## AIM
Pictures do not belong in the copy, so please give every entry below again exactly.
## begin DATA SECTION
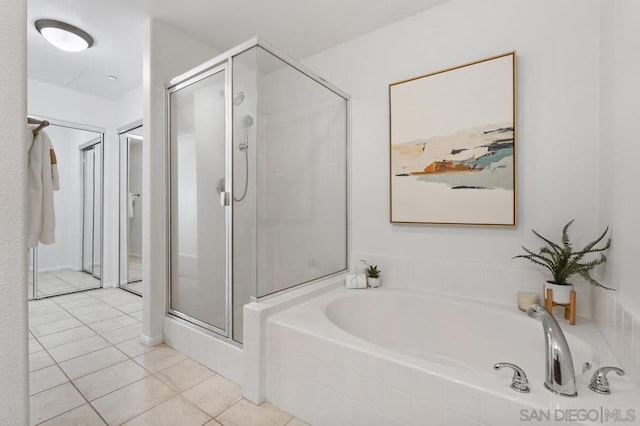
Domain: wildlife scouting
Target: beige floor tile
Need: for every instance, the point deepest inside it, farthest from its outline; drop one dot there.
(94, 361)
(79, 300)
(159, 359)
(35, 312)
(176, 411)
(184, 374)
(79, 347)
(134, 347)
(46, 378)
(48, 318)
(53, 402)
(100, 383)
(131, 307)
(40, 360)
(96, 306)
(132, 400)
(123, 334)
(55, 327)
(113, 323)
(81, 416)
(34, 346)
(214, 395)
(245, 413)
(102, 315)
(67, 336)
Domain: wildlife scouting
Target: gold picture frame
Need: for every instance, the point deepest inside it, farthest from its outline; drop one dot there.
(452, 145)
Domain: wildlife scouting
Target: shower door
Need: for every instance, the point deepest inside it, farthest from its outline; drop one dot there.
(200, 213)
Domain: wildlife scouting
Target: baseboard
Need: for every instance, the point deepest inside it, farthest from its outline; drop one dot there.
(151, 341)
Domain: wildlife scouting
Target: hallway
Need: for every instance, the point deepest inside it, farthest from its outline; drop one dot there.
(87, 367)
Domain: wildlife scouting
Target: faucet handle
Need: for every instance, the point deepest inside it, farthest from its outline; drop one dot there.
(519, 383)
(599, 382)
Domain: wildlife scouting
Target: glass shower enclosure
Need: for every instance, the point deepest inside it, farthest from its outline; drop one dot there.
(258, 197)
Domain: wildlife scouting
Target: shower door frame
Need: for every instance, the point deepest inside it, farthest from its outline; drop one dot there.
(34, 260)
(226, 67)
(208, 68)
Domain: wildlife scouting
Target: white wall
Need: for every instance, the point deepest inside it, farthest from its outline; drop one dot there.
(129, 107)
(618, 314)
(14, 379)
(619, 148)
(557, 146)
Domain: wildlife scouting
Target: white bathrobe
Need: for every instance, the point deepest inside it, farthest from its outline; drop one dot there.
(43, 180)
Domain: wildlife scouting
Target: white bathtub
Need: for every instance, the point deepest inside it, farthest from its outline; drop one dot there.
(394, 357)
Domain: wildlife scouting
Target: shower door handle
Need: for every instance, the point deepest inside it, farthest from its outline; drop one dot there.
(224, 199)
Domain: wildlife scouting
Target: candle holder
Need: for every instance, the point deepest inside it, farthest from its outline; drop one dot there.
(526, 299)
(569, 308)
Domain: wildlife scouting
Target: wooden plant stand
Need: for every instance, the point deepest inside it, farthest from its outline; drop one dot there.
(569, 308)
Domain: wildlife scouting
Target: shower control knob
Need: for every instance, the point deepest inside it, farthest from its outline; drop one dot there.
(519, 383)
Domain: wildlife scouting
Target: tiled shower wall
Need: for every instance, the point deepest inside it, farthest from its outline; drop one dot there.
(620, 326)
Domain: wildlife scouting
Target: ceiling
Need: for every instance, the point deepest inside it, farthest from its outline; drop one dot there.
(300, 28)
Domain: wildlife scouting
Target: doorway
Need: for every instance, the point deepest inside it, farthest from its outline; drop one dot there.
(131, 148)
(74, 262)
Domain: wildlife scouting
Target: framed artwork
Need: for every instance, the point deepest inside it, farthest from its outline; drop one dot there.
(452, 145)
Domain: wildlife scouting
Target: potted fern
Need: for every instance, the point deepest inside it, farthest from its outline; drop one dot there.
(564, 262)
(373, 276)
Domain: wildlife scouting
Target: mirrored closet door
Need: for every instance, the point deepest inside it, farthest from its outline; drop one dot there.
(74, 262)
(131, 146)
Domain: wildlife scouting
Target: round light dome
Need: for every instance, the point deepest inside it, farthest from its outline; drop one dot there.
(64, 36)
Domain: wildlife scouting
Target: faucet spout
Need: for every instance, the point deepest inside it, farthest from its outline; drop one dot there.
(560, 376)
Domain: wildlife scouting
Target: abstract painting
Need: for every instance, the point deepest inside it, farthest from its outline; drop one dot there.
(453, 137)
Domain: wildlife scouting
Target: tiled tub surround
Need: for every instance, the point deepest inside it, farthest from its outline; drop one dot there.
(619, 323)
(326, 375)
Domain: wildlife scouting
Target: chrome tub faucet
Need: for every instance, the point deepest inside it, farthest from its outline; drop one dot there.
(560, 376)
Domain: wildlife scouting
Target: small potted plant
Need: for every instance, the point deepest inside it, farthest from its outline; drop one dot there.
(373, 276)
(564, 262)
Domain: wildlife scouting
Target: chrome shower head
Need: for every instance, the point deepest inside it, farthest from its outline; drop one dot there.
(237, 98)
(247, 121)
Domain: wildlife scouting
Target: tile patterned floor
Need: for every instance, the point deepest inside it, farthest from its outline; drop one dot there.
(62, 281)
(87, 367)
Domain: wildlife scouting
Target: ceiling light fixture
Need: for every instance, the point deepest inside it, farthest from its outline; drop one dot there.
(64, 36)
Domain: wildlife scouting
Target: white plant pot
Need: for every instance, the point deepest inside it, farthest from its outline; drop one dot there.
(373, 282)
(561, 293)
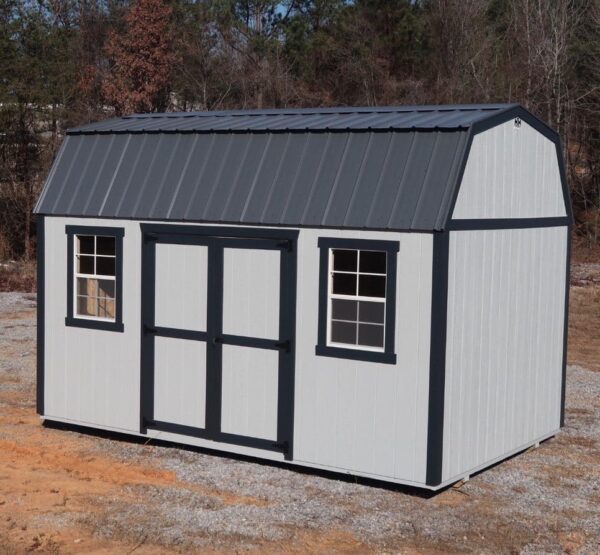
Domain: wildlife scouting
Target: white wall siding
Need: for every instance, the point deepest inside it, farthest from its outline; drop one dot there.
(506, 291)
(360, 417)
(363, 416)
(512, 172)
(91, 376)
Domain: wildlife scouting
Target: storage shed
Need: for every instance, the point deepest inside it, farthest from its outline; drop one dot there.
(374, 291)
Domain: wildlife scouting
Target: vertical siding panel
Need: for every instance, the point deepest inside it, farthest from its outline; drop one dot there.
(505, 367)
(504, 178)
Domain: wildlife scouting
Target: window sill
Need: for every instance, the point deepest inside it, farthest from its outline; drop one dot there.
(355, 354)
(94, 324)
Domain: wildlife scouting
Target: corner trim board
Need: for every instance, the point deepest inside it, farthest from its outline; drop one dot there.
(565, 330)
(437, 359)
(40, 307)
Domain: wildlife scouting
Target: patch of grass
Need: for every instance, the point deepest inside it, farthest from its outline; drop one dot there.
(18, 275)
(584, 327)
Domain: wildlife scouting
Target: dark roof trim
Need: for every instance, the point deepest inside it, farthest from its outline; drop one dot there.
(387, 118)
(236, 224)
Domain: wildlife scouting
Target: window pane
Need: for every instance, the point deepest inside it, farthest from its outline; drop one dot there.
(372, 312)
(105, 266)
(87, 287)
(86, 306)
(85, 244)
(343, 310)
(85, 264)
(372, 286)
(372, 262)
(370, 335)
(343, 332)
(106, 288)
(105, 245)
(106, 308)
(344, 260)
(344, 284)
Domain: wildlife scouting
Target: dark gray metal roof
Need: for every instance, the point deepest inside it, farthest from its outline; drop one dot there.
(321, 119)
(272, 167)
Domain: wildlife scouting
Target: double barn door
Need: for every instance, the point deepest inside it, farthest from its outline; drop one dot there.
(218, 309)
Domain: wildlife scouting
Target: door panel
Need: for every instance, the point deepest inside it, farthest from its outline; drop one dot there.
(181, 286)
(217, 353)
(180, 381)
(251, 292)
(250, 383)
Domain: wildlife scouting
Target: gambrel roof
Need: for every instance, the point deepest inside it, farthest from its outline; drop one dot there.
(391, 168)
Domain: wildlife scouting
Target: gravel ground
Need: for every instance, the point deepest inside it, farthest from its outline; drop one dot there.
(544, 501)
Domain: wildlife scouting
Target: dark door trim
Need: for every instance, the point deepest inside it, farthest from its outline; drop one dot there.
(217, 239)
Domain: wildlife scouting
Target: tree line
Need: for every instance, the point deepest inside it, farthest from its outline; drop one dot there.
(68, 62)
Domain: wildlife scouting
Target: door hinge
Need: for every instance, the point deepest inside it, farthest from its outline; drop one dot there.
(284, 345)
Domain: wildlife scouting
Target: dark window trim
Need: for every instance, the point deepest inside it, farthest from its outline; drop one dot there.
(73, 321)
(388, 356)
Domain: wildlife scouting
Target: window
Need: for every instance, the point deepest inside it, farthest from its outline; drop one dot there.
(357, 299)
(95, 282)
## end DATA SECTION
## EXPECTED ANSWER
Domain: wildlife scouting
Target: beige floor tile
Need: for every instance, the point deepest inside it, farthest from its outline; drop one dot there.
(94, 361)
(79, 300)
(159, 359)
(35, 312)
(176, 411)
(184, 374)
(79, 347)
(134, 347)
(46, 378)
(48, 318)
(53, 402)
(100, 383)
(131, 307)
(40, 360)
(96, 306)
(132, 400)
(123, 334)
(55, 327)
(113, 323)
(81, 416)
(34, 346)
(214, 395)
(245, 413)
(102, 315)
(67, 336)
Domain: wildlife scouting
Target: gold picture frame
Need: for every instance, the point deepest inside it, farthest from its outline; drop one dot there.
(452, 145)
Domain: wildlife scouting
Target: shower door
Need: for every instance, the point deepest inside it, farthest from its outline; drop one dot there.
(200, 213)
Domain: wildlife scouting
Target: baseboard
Need: for every instance, the point deepest inside it, farthest from its outline; drop one dot there.
(151, 341)
Domain: wildlife scouting
Target: hallway
Need: for every instance, the point deepest inside it, farthest from its outline; drop one dot there.
(87, 367)
Domain: wildlife scouting
Target: faucet handle
Need: for every instance, the point deepest inside it, farthest from its outline; drop one dot there.
(519, 383)
(599, 382)
Domain: wildlife scouting
Target: glass shower enclosure
Need: for every instance, the point deepest inside it, farthest from its outline; drop one dot there.
(258, 197)
Domain: wildlife scouting
Target: shower door frame
Need: for every instance, the point deepest inside it, farthest from its outline; drop one dot there.
(34, 260)
(226, 67)
(208, 68)
Domain: wildlife scouting
Target: white wall
Need: for every instance, the point deepest inside it, farthest from its outline; drop one dot there.
(129, 107)
(618, 314)
(14, 379)
(619, 148)
(557, 146)
Domain: wildlife scouting
Target: white bathrobe
Need: for every instance, the point deepest inside it, farthest from its outline; drop one dot there.
(43, 180)
Domain: wildlife scouting
Target: white bathtub
Need: for every instance, the point deepest inside it, farthest from its outline; drop one dot there.
(394, 357)
Domain: wildlife scouting
Target: shower door handle
Need: for every instance, the point deepest inside it, farthest from its outline; drop one dot there.
(224, 199)
Domain: wildlife scouting
Target: candle holder
Need: for every instance, the point deepest inside it, farthest from its outline; drop one dot there.
(526, 299)
(569, 308)
Domain: wildlife scouting
Target: wooden plant stand
Need: for every instance, the point deepest inside it, farthest from its outline; drop one dot there.
(569, 308)
Domain: wildlife scouting
Target: shower control knob
Need: for every instance, the point deepest inside it, farthest from its outline; drop one dot there.
(519, 383)
Domain: wildlife scouting
Target: tiled shower wall
Need: for every instance, the point deepest inside it, farthest from its outline; drop one dot there.
(620, 326)
Domain: wildlife scouting
Target: ceiling
Need: for every instance, the point deepest inside it, farthest from its outline; drop one dot there.
(300, 28)
Domain: wildlife scouting
Target: doorway
Need: for every instance, the point deepest inside it, farthest from its outline; drop one dot there.
(131, 148)
(74, 262)
Domain: wildlife scouting
Target: framed artwork
Need: for every instance, the point deepest inside it, farthest from its outline; drop one dot there.
(452, 145)
Domain: wildlife scouting
Target: potted fern
Need: for every instance, the point deepest inside it, farthest from its outline; drop one dot there.
(564, 262)
(373, 276)
Domain: wildlife scouting
Target: mirrored closet door
Need: for every instance, the point deepest inside it, farthest from its outline; drop one dot there.
(74, 262)
(131, 146)
Domain: wildlife scouting
Target: round light dome
Need: for every instance, the point deepest inside it, farthest from its outline; drop one dot there.
(64, 36)
Domain: wildlife scouting
Target: faucet spout
Need: for every instance, the point deepest inside it, farthest from its outline; drop one dot there.
(560, 376)
Domain: wildlife scouting
Target: abstract painting
Need: for every instance, the point deepest inside it, farthest from its outline; drop one dot there.
(453, 137)
Domain: wildlife scouting
Target: tiled tub surround
Need: for every instance, the point deepest inside it, farthest from its outline; drop one dot there.
(619, 323)
(326, 375)
Domain: wildlife scouting
Target: chrome tub faucet
Need: for every instance, the point deepest inside it, farthest from its outline; drop one dot there.
(560, 376)
Domain: wildlife scouting
Target: small potted plant
Need: for every instance, the point deepest inside it, farthest from its outline; drop one dot there.
(373, 276)
(564, 262)
Domain: wildlife scouting
Target: chrome shower head
Need: for every instance, the point deepest inside it, farthest from its outline; drop one dot there.
(237, 98)
(247, 121)
Domain: wildlife scouting
Target: tile patterned floor
Need: for every instance, the point deepest inside it, farthest from its outline; drop one dot there.
(62, 281)
(87, 367)
Domain: wildlife scouting
Target: ceiling light fixture
Need: for every instance, the point deepest inside it, farthest from its outline; drop one dot there.
(64, 36)
Domain: wildlife scouting
Target: white plant pot
Need: for every instance, the point deepest inside it, farthest from its outline; drop one dot there.
(373, 282)
(561, 293)
Domain: wildlife scouting
Target: white wall siding
Need: for every instance, the point deepest inside it, farthest from its outline; drop one dot there.
(506, 291)
(360, 417)
(363, 416)
(512, 172)
(91, 376)
Domain: wildlife scouting
Target: storage shed
Need: for every instance, the point deepest inside it, farthest from its outline; drop one dot there.
(374, 291)
Domain: wildlife scouting
Target: vertical siding panel
Need: for every instance, the point deepest inside it, farthest from its outline; drop one dot there.
(505, 367)
(504, 178)
Domain: wildlife scouting
Target: window sill
Need: for every instance, the point deepest inside it, farthest from its outline; drop one dot there.
(355, 354)
(94, 324)
Domain: wildlife scouting
Target: corner trim board
Need: for every instance, the point deepest inside it, farthest from its outline; drop one dot there.
(565, 330)
(437, 359)
(40, 307)
Domain: wildlife scouting
Target: patch of grass
Need: for every instance, the point deepest inside it, farthest from its outline; drop one dot there.
(18, 275)
(584, 327)
Domain: wildlife scouting
Target: dark roof trim
Need: for every instance, the point deepest inside it, farthest from its outline; drop one dot there.
(387, 118)
(236, 224)
Domain: wildlife scouting
Target: window pane
Need: for every instance, the point deepest inside it, farthest from its outline; drop one dot there.
(372, 312)
(105, 266)
(87, 287)
(86, 306)
(85, 244)
(343, 310)
(85, 264)
(372, 286)
(372, 262)
(370, 335)
(343, 332)
(106, 288)
(105, 245)
(106, 308)
(344, 260)
(344, 284)
Domain: wildlife scouting
Target: dark gray metal roof
Need: for every instance, the point deepest inside it, farthest from its outline; drop one dot there.
(321, 119)
(272, 167)
Domain: wildlife scouting
Target: double barn door
Need: for every instance, the point deepest inside it, farthest from its outline; drop one dot there.
(218, 309)
Domain: wildlife scouting
Target: door panel
Need: for every instance, the point deepest inside it, farthest from its outline; drop one dot there.
(181, 286)
(217, 353)
(180, 381)
(251, 292)
(250, 383)
Domain: wildlife scouting
Target: gambrel roof
Need: for every instance, the point deepest inside it, farthest from its outline; drop one dot there.
(391, 168)
Domain: wildlife scouting
Target: gravel ground
Need: for every instance, the point deepest inside it, farthest from its outline; drop one dot there.
(544, 501)
Domain: wildlife scouting
Target: dark door trim
Need: for every instance, the point deepest inside it, farthest from its outline; drop one dot there.
(217, 239)
Domain: wildlife scouting
Target: tree line
Need: for every instance, the point deepest inside it, farthest from its outline; drop one dot there.
(68, 62)
Domain: wildlife scouting
Target: door hinge
Need: for every instance, the point deepest inside it, farthest from its outline; drop one dot there.
(284, 345)
Domain: wildlife scouting
Target: dark window trim
Need: for every instance, the point deepest inside it, farthest from its outline; drop one dot there.
(73, 321)
(388, 356)
Domain: wildlife scouting
Target: window
Need: for every instance, the point deepest inside it, farthest from its outline; drop one dot there.
(357, 299)
(95, 282)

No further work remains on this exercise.